→ Goal
Recast every line of the records below as a numbered list, skipping any blank lines. Leave the pictures out of your answer.

Point annotations on photos:
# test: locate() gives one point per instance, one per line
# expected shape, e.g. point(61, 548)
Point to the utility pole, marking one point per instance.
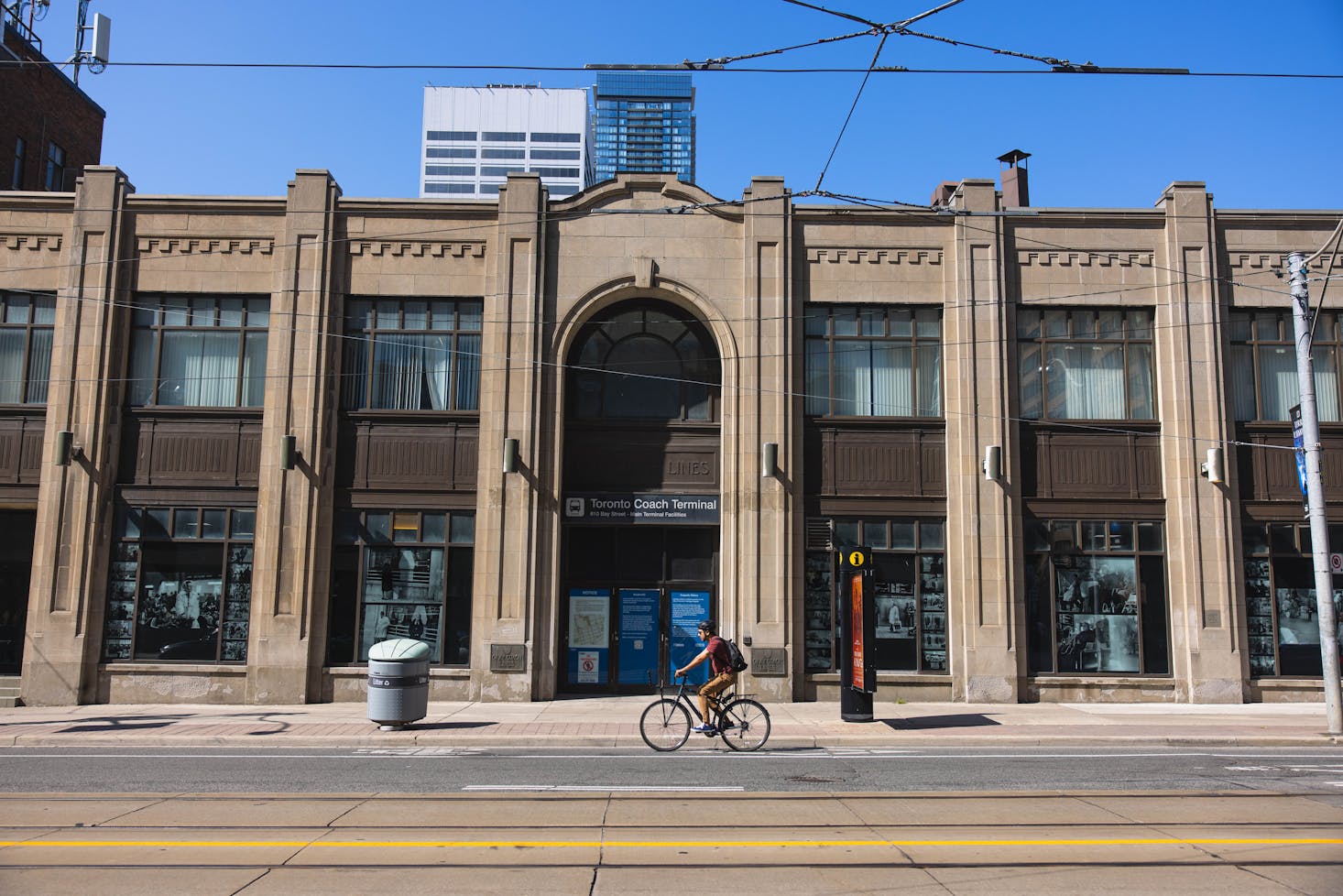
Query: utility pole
point(1315, 493)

→ Reply to the task
1. # test: locate() gives one point per instance, one per line
2. # expected shape, e.g. point(61, 548)
3. Point to the utility pole, marking one point per instance.
4. Query: utility pole
5. point(1315, 493)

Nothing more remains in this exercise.